**** RECORDS SUPPLIED
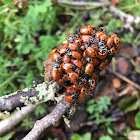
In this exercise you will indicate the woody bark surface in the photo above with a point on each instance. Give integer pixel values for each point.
(47, 121)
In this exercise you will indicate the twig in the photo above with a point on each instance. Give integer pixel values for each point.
(125, 79)
(91, 123)
(41, 93)
(82, 5)
(47, 121)
(8, 124)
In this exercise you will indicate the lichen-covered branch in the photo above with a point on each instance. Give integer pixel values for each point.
(11, 122)
(41, 93)
(47, 121)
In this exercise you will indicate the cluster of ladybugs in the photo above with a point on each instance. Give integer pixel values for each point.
(79, 61)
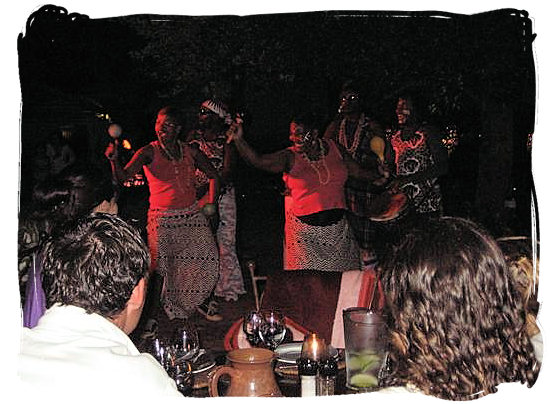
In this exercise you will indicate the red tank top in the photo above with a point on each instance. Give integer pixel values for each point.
(171, 184)
(316, 186)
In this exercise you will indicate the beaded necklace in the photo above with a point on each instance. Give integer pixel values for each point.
(176, 163)
(343, 139)
(321, 162)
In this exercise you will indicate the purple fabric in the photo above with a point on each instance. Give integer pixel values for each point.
(35, 299)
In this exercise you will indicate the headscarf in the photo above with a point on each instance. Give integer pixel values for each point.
(219, 109)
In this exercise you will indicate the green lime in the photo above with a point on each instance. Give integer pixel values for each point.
(355, 363)
(362, 380)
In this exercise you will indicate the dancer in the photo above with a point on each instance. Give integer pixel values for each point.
(183, 249)
(214, 121)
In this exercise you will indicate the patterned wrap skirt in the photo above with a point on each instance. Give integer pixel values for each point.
(320, 248)
(184, 252)
(230, 284)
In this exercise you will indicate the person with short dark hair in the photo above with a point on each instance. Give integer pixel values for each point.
(457, 327)
(95, 274)
(77, 191)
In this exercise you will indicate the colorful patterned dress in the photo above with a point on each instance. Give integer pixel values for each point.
(412, 156)
(182, 246)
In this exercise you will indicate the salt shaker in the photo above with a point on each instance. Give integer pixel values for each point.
(328, 368)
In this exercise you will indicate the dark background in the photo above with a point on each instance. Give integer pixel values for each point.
(475, 73)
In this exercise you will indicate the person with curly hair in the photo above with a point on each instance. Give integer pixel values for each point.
(457, 325)
(57, 200)
(520, 256)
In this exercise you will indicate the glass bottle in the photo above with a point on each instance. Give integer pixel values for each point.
(326, 381)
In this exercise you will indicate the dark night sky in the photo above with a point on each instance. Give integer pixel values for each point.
(101, 9)
(271, 66)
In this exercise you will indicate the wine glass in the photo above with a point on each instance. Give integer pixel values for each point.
(252, 321)
(163, 352)
(185, 341)
(182, 374)
(273, 328)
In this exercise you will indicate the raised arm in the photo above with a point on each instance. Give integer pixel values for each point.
(277, 162)
(203, 164)
(142, 157)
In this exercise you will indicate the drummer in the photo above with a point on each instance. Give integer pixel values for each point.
(363, 139)
(419, 159)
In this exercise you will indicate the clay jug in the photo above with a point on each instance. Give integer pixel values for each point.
(250, 372)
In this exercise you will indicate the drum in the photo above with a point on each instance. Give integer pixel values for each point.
(393, 207)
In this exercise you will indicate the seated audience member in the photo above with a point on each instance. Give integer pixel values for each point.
(457, 324)
(78, 191)
(519, 255)
(94, 275)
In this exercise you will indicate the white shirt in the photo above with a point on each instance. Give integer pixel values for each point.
(71, 352)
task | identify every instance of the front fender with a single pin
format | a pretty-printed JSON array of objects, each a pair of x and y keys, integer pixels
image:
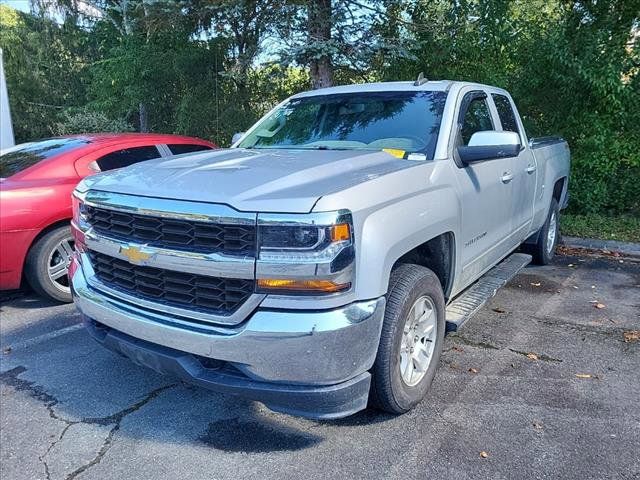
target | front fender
[{"x": 392, "y": 231}]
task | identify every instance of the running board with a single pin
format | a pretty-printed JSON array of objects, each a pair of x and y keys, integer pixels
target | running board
[{"x": 471, "y": 300}]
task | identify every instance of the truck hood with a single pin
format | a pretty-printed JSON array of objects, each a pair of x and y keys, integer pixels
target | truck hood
[{"x": 251, "y": 180}]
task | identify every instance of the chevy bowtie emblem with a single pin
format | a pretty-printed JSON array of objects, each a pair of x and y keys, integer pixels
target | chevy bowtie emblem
[{"x": 134, "y": 254}]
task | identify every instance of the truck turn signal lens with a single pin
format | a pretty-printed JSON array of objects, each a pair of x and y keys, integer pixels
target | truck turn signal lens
[
  {"x": 308, "y": 286},
  {"x": 340, "y": 232}
]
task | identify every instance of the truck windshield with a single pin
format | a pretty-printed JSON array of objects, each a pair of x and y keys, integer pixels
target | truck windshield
[
  {"x": 23, "y": 156},
  {"x": 404, "y": 121}
]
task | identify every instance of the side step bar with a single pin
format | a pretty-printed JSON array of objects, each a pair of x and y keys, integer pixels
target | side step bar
[{"x": 473, "y": 298}]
********
### WORK ITEM:
Return each entry exactly as given. Leave the images out.

### WRITTEN SOLUTION:
In this exercise you will indicate the woody bark surface in the photo above with a point on each instance. Give integer pixel values for each point.
(47, 121)
In this exercise you will indicate the twig in the photo above with a point on each instance. Give integer pixel values for each point.
(125, 79)
(91, 123)
(41, 93)
(82, 5)
(47, 121)
(8, 124)
In this exercise you will indicate the lichen-covered branch in the photo above with a point on each instance. Give integer pixel values for each point.
(11, 122)
(41, 93)
(47, 121)
In this exercise you will indicate the cluster of ladybugs in the photo above with a point on each instance. Give integer pixel values for each point.
(79, 61)
In this exercise you will indicate the red tank top in the photo above with a point on each instance. Give integer pixel values for each point.
(171, 184)
(316, 186)
In this exercise you will indicate the beaded necklace in the photo above with a point on each instance. Give integer pixel values for each point.
(176, 163)
(343, 139)
(321, 162)
In this exercise you will indicate the purple fabric in the photo above with a point on each instance. Give integer pixel values for each point.
(35, 299)
In this exercise you will indicate the headscarf in the photo above with a point on each instance. Give integer pixel values for each point.
(219, 109)
In this exercise you will indicate the green lime in the photo above with a point on each instance. Give integer pixel values for each point.
(355, 363)
(362, 380)
In this exercise you will indicate the dancer in the photo above with a point on each instance. Give integer pixel values for each point.
(183, 249)
(214, 121)
In this exercise you will indicate the patterned wrap skirt in the photo above with a point on each instance. Give integer pixel values for each point.
(320, 248)
(184, 252)
(230, 284)
In this exercise you will indicate the person with short dark hair in the photo above with a point on each instance. Give integer pixel values for each point.
(457, 327)
(95, 274)
(77, 191)
In this exercise you will indicate the colorful patterned dress in the photo above with a point on each instance. Give integer pixel values for each point.
(412, 156)
(182, 246)
In this exercise you will indicate the salt shaker in the photo above with a point on each instance. Give integer pixel values for each point.
(328, 368)
In this exercise you will indicate the dark background in the photo above with a point on each instance. Give integer pixel values for each point.
(475, 73)
In this exercise you will indicate the person with curly hair in the photo above with a point on each instance. Give integer pixel values for each point.
(457, 325)
(57, 200)
(520, 256)
In this exercise you will indicate the glass bottle in the photo above with a point on each instance. Give integer pixel values for each point.
(326, 381)
In this exercise you will indicate the dark night sky in the photo above with a point on each instance. Give integer pixel values for each point.
(101, 9)
(271, 66)
In this exercise you will indicate the wine glass in the photo above with a point on each instance. Give integer pixel values for each point.
(252, 321)
(163, 352)
(185, 341)
(182, 374)
(273, 328)
In this exercise you will indicate the raised arm in the photo above with a point on each instance. Give integer pixel values for each point.
(277, 162)
(203, 164)
(142, 157)
In this exercise you will indicate the drummer in the photo above with a point on each instance. Give integer pixel values for each point.
(363, 139)
(419, 159)
In this exercise you will indicate the clay jug in the photo above with a point on each instance. Give integer pixel values for each point.
(250, 372)
In this exercise you will indicate the drum in the photo above with a point on each instance. Give integer pixel values for each point.
(393, 207)
In this exercise you will indicate the seated audience member in the photo above with a point on each instance. Give integer pixel values for each point.
(457, 324)
(78, 191)
(519, 255)
(94, 275)
In this exercise you will indicate the white shirt in the photo above with a point on each instance. Give integer pixel values for each point.
(71, 352)
task | identify every instance of the front fender with a single pin
format | a pretty-printed JSON array of objects, each a pair of x and y keys, integer pixels
image:
target | front fender
[{"x": 392, "y": 231}]
task | identify every instance of the running board with a single pin
format | a pretty-printed JSON array of objects, each a pair of x and y keys, integer pixels
target | running board
[{"x": 471, "y": 300}]
task | identify every instance of the truck hood with a single pin
format | a pretty-printed JSON array of objects, each a pair of x and y keys, integer pixels
target | truck hood
[{"x": 251, "y": 180}]
task | identify every instance of the chevy bowtie emblem with a single pin
format | a pretty-printed JSON array of objects, each a pair of x and y keys, integer pixels
target | chevy bowtie emblem
[{"x": 134, "y": 254}]
task | identify every instance of the truck turn signal lens with a single pin
format | a pretty-printed JSON array of objects, each a pair of x and y keys, integer pixels
target | truck turn signal lens
[
  {"x": 308, "y": 286},
  {"x": 340, "y": 232}
]
task | identify every instance of the truck windshield with a single pin
format | a pretty-printed JSON array of objects, each a pair of x and y keys, integer pixels
target | truck windshield
[
  {"x": 23, "y": 156},
  {"x": 404, "y": 121}
]
task | identify every instance of the side step bar with a single pin
format | a pretty-printed JSON array of objects, each a pair of x and y keys, integer pixels
target | side step bar
[{"x": 473, "y": 298}]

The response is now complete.